- _Prompt_: Rewrite the lines from the one with "point: the cabinet panel door in this photo" through the last line, changing "armchair" to "chair" and leaving everything else as it is.

(Dataset lines about where objects are located)
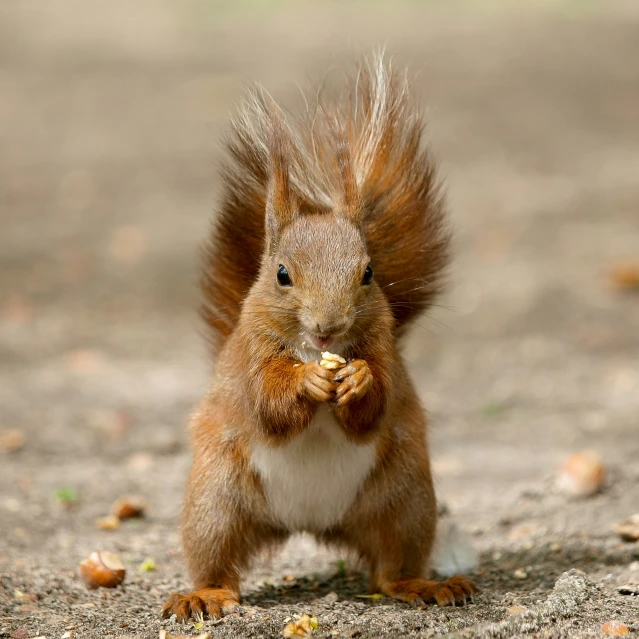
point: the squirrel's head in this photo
(316, 275)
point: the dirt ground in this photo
(110, 118)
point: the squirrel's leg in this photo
(222, 527)
(396, 533)
(285, 394)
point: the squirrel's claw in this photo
(356, 379)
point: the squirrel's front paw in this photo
(316, 383)
(354, 381)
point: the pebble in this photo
(629, 530)
(631, 588)
(615, 628)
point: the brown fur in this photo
(365, 202)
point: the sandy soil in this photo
(110, 120)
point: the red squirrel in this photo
(331, 236)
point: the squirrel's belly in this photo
(311, 481)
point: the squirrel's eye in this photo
(368, 275)
(283, 278)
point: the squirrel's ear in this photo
(348, 197)
(281, 207)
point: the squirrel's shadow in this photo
(493, 575)
(352, 586)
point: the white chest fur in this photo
(311, 481)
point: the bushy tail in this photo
(403, 209)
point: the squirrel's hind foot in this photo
(457, 590)
(211, 602)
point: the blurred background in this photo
(111, 116)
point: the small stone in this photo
(629, 530)
(631, 588)
(614, 628)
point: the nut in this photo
(331, 361)
(581, 475)
(302, 627)
(102, 569)
(110, 522)
(128, 507)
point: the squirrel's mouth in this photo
(321, 342)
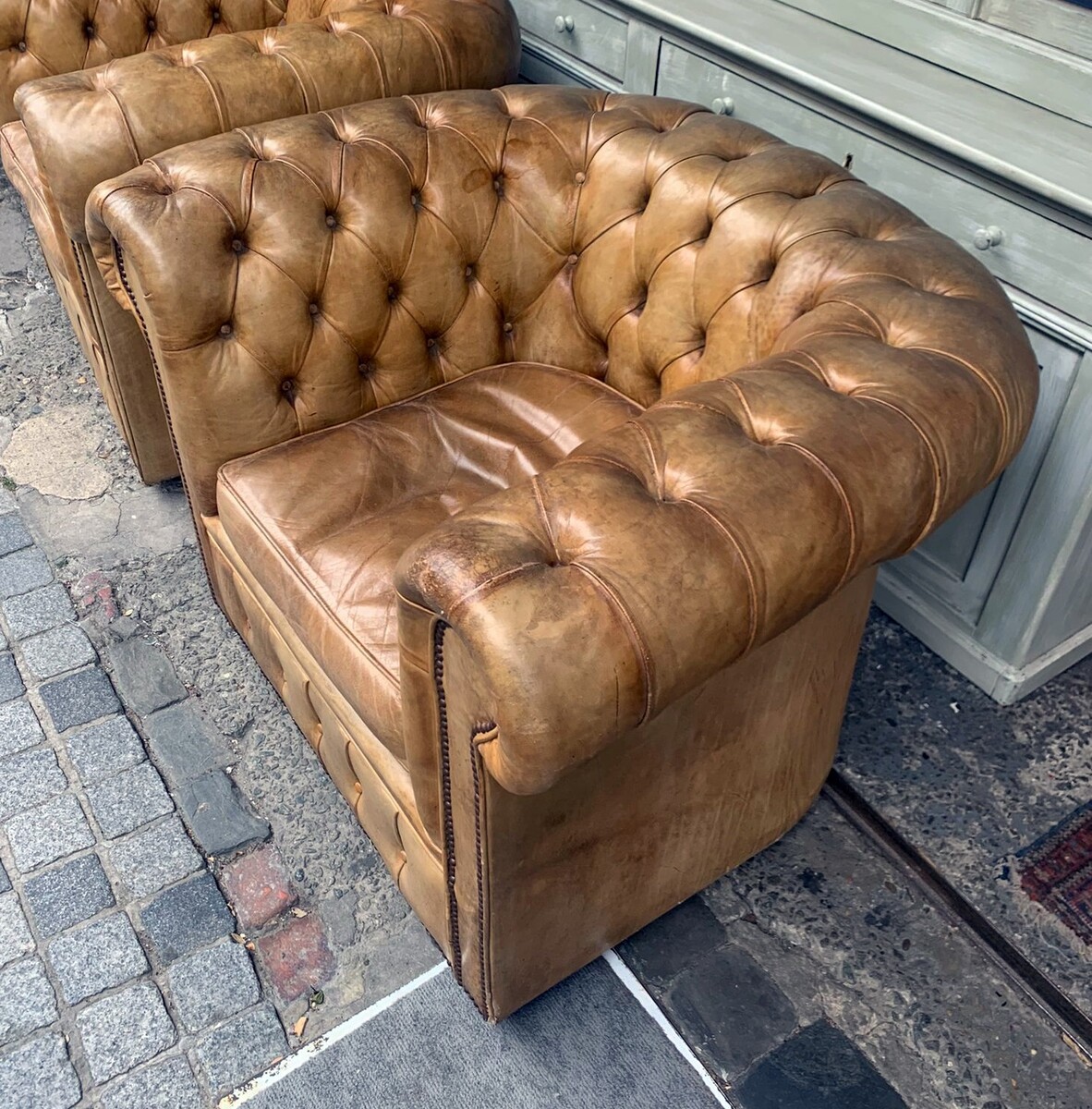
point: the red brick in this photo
(297, 957)
(259, 886)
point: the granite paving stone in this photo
(22, 571)
(186, 918)
(125, 1030)
(49, 832)
(242, 1048)
(128, 799)
(38, 611)
(105, 749)
(38, 1075)
(153, 858)
(16, 940)
(14, 533)
(212, 985)
(182, 747)
(79, 698)
(28, 779)
(11, 685)
(819, 1068)
(19, 727)
(103, 955)
(67, 894)
(56, 652)
(162, 1085)
(144, 676)
(217, 816)
(27, 999)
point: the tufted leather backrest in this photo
(90, 126)
(42, 38)
(298, 274)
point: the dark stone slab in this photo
(80, 698)
(819, 1068)
(730, 1009)
(144, 676)
(187, 918)
(217, 815)
(67, 896)
(182, 747)
(11, 685)
(673, 942)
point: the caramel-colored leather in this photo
(42, 38)
(86, 127)
(621, 669)
(325, 518)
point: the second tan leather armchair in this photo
(78, 128)
(542, 445)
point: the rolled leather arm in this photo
(40, 39)
(89, 127)
(666, 549)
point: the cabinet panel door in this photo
(579, 29)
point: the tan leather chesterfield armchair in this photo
(249, 61)
(542, 444)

- _Solution for this task_:
point: the cabinet panel door in this photo
(579, 29)
point: the tan leather chesterfield chair in this photo
(249, 61)
(542, 444)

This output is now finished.